AUFGABENSTELLUNG
1/ Welches Alter erreicht der Sohn laut dem Text über das lange Stillen in einigen Monaten?
2/ Führen Sie den Text über das lange Stillen im Anschluss an seinen letzten Satz fort.

Mein Sohn wird in einigen Monaten 2 Jahre alt und ich stille ihn noch. Ich stille ihn nicht nur abends zum Einschlafen oder morgens nach dem Aufstehen. Ich stille ihn noch immer nach Bedarf. Dieser Bedarf kann täglich anders sein: An manchen Tagen habe ich das Gefühl, dass er mehr stillt als andere Nahrung zu sich nimmt. Das sind besondere Tage. Tage, an denen ich um so mehr spüre, wie wichtig das Stillen für ihn ist und dass er es gerade an diesem Tag benötigt.
Wer sein Kind so lange stillt, wird in unserer Kultur zwangsläufig früher oder später einen komischen Seitenblick bekommen. Wenn nicht in der eigenen Familie, dann vielleicht im Freundeskreis oder auf der Straße. Ich stille bereits mein zweites Kind so lange und kenne die Blicke und Kommentare der anderen. Durch mein erstes Kind und meine dabei gewachsene starke Befürwortung des langen Stillens haben sich die Menschen in meiner Familie an das Stillen gewöhnt und auch meine Freunde wissen, dass dieses Stillen zu mir gehört und zu der Art, wie ich Mutterschaft lebe. Was noch in der ersten Stillzeit ein langer Kampf war mit immer wieder kehrenden Diskussionen über das Verwöhnen, über den angeblichen Nährstoffbedarf des Kleinkindes und mögliche psychische Folgen, hat sich abgeflacht. Es wird vielleicht noch belächelt oder es kommt auch mal ein flapsiger Kommentar. Aber sie wissen es und kennen mich.

BEREITGESTELLTE DATEN
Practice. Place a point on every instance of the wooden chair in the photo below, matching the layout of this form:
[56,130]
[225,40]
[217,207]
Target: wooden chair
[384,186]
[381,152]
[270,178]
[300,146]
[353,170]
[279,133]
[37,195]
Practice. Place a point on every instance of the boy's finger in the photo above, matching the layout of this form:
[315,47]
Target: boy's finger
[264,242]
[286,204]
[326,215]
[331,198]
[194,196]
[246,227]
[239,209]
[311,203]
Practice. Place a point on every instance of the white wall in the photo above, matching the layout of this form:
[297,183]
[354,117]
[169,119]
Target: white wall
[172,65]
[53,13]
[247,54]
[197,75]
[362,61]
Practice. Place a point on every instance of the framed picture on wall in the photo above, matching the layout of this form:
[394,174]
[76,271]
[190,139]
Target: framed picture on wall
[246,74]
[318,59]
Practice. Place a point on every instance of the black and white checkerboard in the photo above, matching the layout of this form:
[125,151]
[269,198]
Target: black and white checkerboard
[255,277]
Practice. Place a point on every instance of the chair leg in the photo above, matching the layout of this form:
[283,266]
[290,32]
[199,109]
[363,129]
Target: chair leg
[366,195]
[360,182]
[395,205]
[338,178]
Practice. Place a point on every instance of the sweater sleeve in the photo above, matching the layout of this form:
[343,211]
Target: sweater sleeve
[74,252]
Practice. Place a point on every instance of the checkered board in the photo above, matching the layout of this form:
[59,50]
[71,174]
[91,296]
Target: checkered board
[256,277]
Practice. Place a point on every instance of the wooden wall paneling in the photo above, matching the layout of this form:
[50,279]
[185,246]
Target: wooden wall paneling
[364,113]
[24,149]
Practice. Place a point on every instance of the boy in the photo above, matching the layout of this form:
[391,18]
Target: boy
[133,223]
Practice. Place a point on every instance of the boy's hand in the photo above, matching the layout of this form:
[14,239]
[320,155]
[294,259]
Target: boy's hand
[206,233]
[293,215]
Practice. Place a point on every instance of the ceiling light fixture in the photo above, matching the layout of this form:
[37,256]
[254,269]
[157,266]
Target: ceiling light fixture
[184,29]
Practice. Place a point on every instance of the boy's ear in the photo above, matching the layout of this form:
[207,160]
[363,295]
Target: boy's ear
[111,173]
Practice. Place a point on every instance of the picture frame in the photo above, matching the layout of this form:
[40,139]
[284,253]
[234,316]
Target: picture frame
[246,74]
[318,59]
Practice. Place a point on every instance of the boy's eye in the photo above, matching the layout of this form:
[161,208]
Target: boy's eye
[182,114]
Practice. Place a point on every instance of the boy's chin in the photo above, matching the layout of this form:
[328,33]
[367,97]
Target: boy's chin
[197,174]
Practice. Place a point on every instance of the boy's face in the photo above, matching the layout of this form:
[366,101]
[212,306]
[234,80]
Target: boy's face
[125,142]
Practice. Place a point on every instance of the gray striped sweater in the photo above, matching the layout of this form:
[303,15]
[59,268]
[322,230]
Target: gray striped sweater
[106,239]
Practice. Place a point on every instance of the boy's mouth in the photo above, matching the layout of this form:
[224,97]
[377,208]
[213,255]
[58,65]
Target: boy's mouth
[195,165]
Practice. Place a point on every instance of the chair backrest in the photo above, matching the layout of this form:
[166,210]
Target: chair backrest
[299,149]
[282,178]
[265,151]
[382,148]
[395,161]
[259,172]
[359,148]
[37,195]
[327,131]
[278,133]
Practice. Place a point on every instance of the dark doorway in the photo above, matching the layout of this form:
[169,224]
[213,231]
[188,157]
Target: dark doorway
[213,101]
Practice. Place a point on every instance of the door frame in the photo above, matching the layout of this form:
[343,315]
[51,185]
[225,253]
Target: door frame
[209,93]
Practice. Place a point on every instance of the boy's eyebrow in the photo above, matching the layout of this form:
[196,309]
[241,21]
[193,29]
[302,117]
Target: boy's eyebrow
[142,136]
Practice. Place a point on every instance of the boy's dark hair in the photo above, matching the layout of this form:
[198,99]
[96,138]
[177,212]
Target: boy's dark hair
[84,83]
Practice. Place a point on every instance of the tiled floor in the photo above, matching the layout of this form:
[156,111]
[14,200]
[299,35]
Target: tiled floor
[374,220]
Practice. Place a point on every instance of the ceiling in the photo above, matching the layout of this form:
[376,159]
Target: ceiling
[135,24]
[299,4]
...
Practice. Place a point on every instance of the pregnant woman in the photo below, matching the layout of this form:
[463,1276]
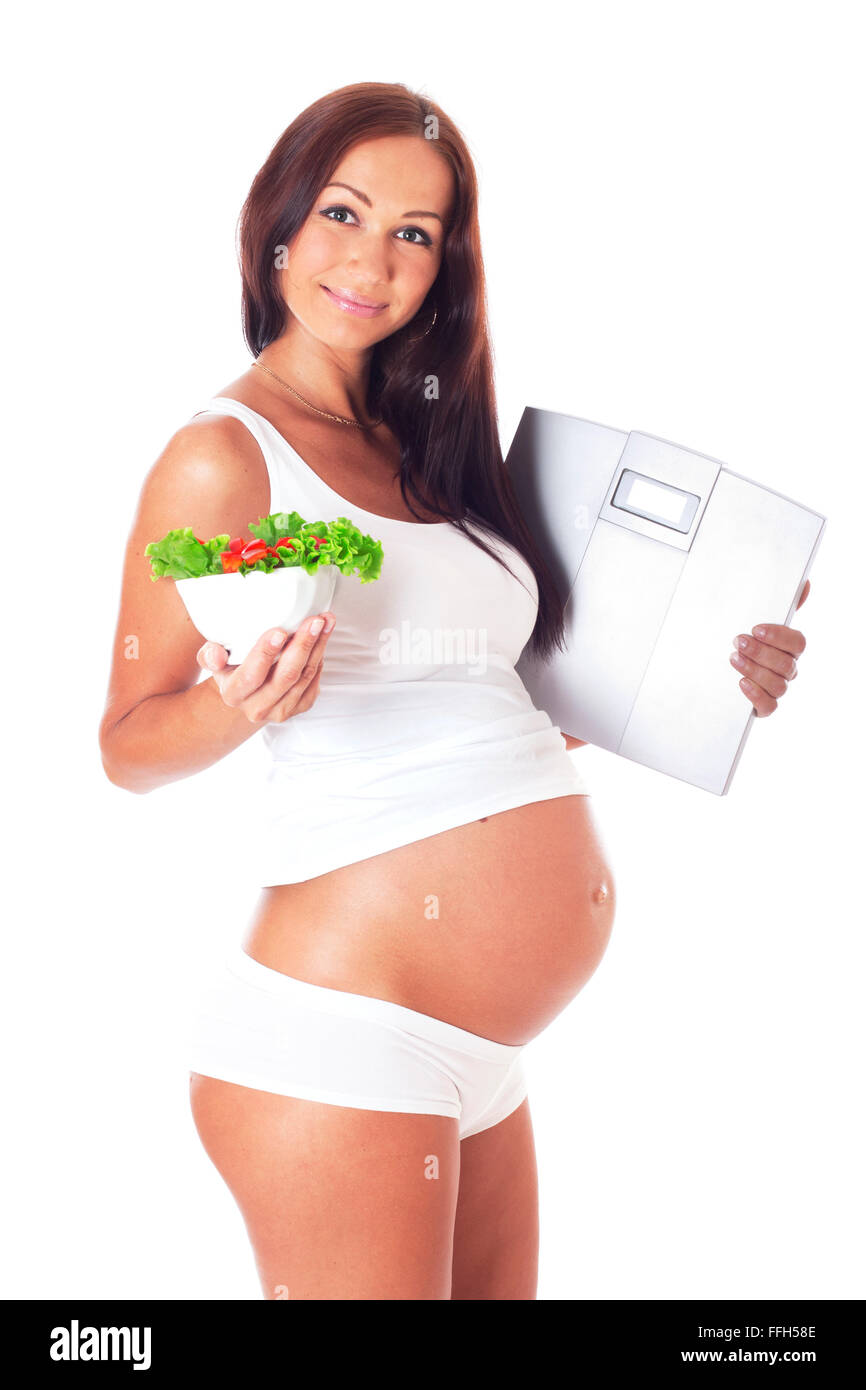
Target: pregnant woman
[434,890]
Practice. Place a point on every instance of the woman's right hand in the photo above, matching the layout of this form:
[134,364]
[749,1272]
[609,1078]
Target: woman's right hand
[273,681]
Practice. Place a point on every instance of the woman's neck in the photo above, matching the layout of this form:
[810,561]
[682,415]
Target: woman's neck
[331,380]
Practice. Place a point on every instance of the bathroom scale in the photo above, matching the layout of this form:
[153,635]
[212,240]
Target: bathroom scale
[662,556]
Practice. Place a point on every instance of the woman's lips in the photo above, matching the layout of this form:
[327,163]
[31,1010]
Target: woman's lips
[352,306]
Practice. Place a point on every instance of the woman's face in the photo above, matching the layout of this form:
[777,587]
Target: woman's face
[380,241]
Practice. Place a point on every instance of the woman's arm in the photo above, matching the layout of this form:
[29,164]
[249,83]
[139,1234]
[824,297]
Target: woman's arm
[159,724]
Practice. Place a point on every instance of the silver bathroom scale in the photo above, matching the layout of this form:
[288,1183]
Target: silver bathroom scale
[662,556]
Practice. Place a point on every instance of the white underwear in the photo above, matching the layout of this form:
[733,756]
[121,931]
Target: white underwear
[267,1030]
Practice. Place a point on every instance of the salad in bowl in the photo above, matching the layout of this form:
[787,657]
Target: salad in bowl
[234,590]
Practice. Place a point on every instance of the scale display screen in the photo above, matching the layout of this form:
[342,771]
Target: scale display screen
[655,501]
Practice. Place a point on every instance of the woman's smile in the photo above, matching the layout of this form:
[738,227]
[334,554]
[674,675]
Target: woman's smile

ERGEBNISSE
1/ Er wird in einigen Monaten 2 Jahre alt.

2/
Überrascht hat mich dann doch eines Tages die Frage nach der Stilldauer von einer Person, von der ich es nicht erwartet hätte: „Mama, wie lange willst Du meinen Bruder noch stillen?“ Ob ich ihn länger stillen würde als ich sie gestillt habe? Meine Tochter habe ich im Alter von 2 Jahren abgestillt. Sie hatte nicht mehr viel gestillt zu diesem Zeitpunkt und für mich war der Punkt gekommen, an dem ich nicht mehr stillen wollte. Ich hatte mit ihr gesprochen damals, hatte es ihr erklärt und ganz langsam unsere Stillbeziehung gelöst. Es tat sich eine neue Zeit auf, eine andere Art der Beziehung hat sich damals ergeben. Die Zeit nach dem Stillen. Eine Zeit, in der man auf andere Art beruhigt, als das Kind an der Brust zur Ruhe kommen zu lassen. Eine Zeit, in der das Kind anders einschläft als an der Brust. Eine neue Zeit mit neuen Räumen für Gemeinsamkeit aber auch der Loslösung einer engen Verbindung. Wir sind diesen Weg gut und richtig zusammen gegangen und haben für uns neue Rituale und neue Gemeinsamkeiten gefunden. Denn das bedeutet das Abstillen auch: Zusammen neues erfahren.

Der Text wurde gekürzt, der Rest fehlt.